start Data shown

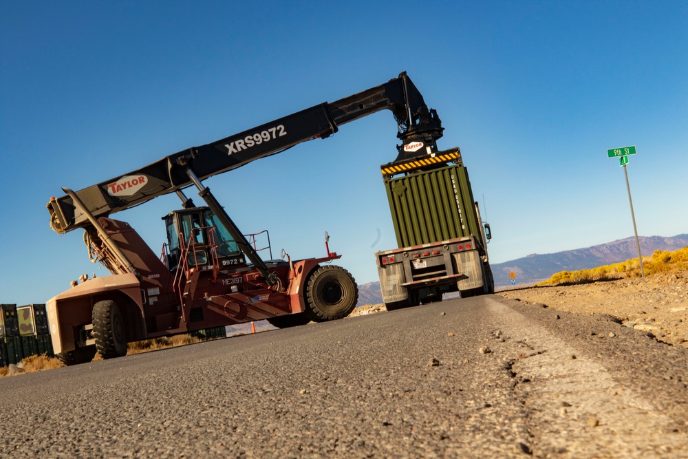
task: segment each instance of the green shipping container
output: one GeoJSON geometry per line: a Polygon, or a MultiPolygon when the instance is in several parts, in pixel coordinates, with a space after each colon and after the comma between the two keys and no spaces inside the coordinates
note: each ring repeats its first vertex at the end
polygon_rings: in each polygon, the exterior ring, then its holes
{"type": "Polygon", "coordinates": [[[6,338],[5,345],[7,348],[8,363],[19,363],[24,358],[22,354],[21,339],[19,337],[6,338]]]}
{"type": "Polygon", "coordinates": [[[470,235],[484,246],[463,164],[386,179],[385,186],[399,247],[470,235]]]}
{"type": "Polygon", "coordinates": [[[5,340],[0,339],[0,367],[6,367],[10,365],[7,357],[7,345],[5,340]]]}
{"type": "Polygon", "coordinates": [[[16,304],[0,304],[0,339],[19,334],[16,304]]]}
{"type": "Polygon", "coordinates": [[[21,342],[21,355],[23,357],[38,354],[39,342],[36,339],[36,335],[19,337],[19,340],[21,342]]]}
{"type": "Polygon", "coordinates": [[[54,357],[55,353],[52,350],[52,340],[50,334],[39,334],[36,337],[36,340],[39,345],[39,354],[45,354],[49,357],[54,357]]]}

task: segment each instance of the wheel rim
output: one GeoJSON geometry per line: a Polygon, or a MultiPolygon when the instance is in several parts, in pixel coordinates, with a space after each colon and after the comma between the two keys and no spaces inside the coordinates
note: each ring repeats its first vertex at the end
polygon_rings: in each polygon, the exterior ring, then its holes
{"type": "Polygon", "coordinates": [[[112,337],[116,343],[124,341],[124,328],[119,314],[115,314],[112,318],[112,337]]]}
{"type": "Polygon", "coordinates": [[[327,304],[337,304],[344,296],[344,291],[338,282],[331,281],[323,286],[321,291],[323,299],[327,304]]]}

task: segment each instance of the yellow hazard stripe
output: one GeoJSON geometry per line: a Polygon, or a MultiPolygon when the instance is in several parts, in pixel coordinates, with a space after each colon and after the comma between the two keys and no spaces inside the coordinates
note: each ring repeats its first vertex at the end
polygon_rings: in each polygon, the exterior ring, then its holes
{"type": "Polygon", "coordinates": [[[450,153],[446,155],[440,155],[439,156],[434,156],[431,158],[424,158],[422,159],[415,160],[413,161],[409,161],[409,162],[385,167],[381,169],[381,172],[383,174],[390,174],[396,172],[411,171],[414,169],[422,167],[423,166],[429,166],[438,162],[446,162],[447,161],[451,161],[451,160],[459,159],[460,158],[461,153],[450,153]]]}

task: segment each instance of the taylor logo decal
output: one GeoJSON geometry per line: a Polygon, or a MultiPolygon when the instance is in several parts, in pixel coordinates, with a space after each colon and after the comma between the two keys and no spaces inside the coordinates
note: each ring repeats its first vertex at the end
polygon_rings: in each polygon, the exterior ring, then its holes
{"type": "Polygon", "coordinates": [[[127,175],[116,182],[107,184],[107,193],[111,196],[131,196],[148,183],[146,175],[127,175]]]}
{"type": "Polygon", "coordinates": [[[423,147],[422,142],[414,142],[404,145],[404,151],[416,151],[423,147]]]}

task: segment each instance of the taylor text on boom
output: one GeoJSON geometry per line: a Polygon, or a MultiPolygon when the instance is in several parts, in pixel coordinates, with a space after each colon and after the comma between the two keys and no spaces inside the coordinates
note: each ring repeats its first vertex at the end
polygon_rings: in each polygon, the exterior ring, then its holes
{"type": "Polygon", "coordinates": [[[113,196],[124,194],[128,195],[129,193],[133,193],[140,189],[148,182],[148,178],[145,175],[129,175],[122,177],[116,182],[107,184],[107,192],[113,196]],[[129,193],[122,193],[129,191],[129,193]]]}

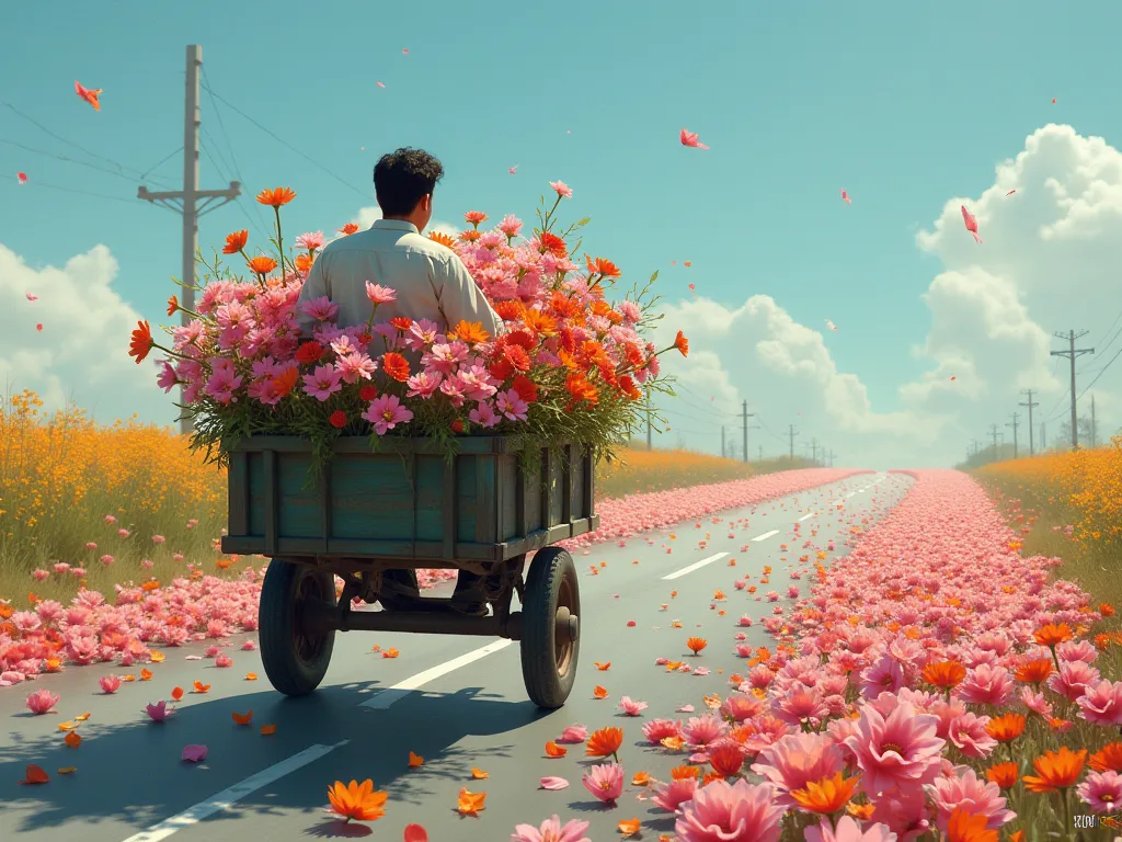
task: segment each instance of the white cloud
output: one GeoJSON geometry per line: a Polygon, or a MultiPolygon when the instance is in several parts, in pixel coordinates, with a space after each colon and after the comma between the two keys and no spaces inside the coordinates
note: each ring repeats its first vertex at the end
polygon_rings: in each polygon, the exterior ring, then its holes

end Data shown

_Problem statement_. Copy all of the data above word for word, leaving out the pictures.

_Response to this exercise_.
task: segment each instance of the green shipping container
output: one GeoJSON geometry per line: a Polygon, or a MultiPolygon when the instance is in several parts, in pixel coordinates, with a space after each colon and after the comma between the two keys and no spaces inside the coordinates
note: each ring repeats its first vertex at the end
polygon_rings: in each polygon, the exterior ring, then its holes
{"type": "Polygon", "coordinates": [[[6,338],[5,345],[7,348],[8,363],[19,363],[24,358],[22,354],[21,339],[19,337],[6,338]]]}
{"type": "Polygon", "coordinates": [[[470,235],[484,246],[463,164],[386,179],[385,186],[399,247],[470,235]]]}
{"type": "Polygon", "coordinates": [[[5,340],[0,339],[0,367],[6,367],[10,365],[7,357],[7,345],[5,340]]]}
{"type": "Polygon", "coordinates": [[[16,304],[0,304],[0,339],[19,334],[16,304]]]}
{"type": "Polygon", "coordinates": [[[21,342],[21,355],[23,357],[38,354],[39,342],[36,339],[36,335],[19,337],[19,340],[21,342]]]}
{"type": "Polygon", "coordinates": [[[54,357],[55,353],[52,350],[52,340],[50,334],[39,334],[36,337],[36,340],[39,345],[39,354],[45,354],[49,357],[54,357]]]}

task: segment each instance of the wheel rim
output: one GeoJSON geometry per line: a Polygon, or a MultiPolygon when the instance is in several parts, in pixel coordinates, with a space after each colon and after the comma between the two keys and no spaces inside the coordinates
note: each ring repeats its first vertex at the end
polygon_rings: in each polygon, the exterior ring, then its holes
{"type": "Polygon", "coordinates": [[[112,337],[116,343],[124,341],[124,328],[119,314],[115,314],[112,318],[112,337]]]}
{"type": "Polygon", "coordinates": [[[327,304],[337,304],[344,296],[344,291],[338,282],[331,281],[323,286],[321,291],[323,299],[327,304]]]}

task: segment each instance of the yellow hazard stripe
output: one GeoJSON geometry per line: a Polygon, or a MultiPolygon when the instance is in several parts, in pixel coordinates, with a space after each colon and after the comma between the two keys and no spaces inside the coordinates
note: each ring repeats its first vertex at the end
polygon_rings: in each polygon, the exterior ring, then its holes
{"type": "Polygon", "coordinates": [[[450,153],[446,155],[440,155],[439,156],[434,156],[431,158],[424,158],[422,159],[415,160],[413,161],[409,161],[409,162],[385,167],[381,169],[381,172],[383,174],[390,174],[396,172],[411,171],[414,169],[422,167],[423,166],[429,166],[438,162],[446,162],[447,161],[451,161],[451,160],[459,159],[460,158],[461,153],[450,153]]]}

task: segment each instance of the taylor logo decal
output: one GeoJSON geometry per line: a Polygon, or a MultiPolygon when the instance is in several parts, in pixel coordinates, with a space after each colon and after the comma between the two keys and no spaces inside the coordinates
note: each ring repeats its first vertex at the end
polygon_rings: in each polygon, the exterior ring, then its holes
{"type": "Polygon", "coordinates": [[[127,175],[116,182],[107,184],[107,193],[111,196],[131,196],[148,183],[146,175],[127,175]]]}
{"type": "Polygon", "coordinates": [[[423,147],[422,142],[414,142],[404,145],[404,151],[416,151],[423,147]]]}

task: segment each instance of the taylor text on boom
output: one GeoJSON geometry per line: a Polygon, or a MultiPolygon when the instance is in several parts, in pixel coordinates, with a space after each colon and after the comma between the two keys and no spaces inside the coordinates
note: each ring repeats its first vertex at the end
polygon_rings: in each polygon, the exterior ring, then its holes
{"type": "Polygon", "coordinates": [[[113,196],[124,194],[128,195],[129,193],[133,193],[140,189],[148,182],[148,178],[145,175],[129,175],[122,177],[116,182],[107,184],[107,192],[113,196]],[[129,193],[122,193],[129,191],[129,193]]]}

task: segment each instance of the white cloud
output: one GeoJSON geometry per line: a Polygon, or a MultiPolygon when the instance is in several parts, in pixel coordinates, with a space after each colon and after the comma between the two keys and no spaces inside the coordinates
note: each ring repeats its first vertex at the end
polygon_rings: in each polygon, the exterior ring, then its holes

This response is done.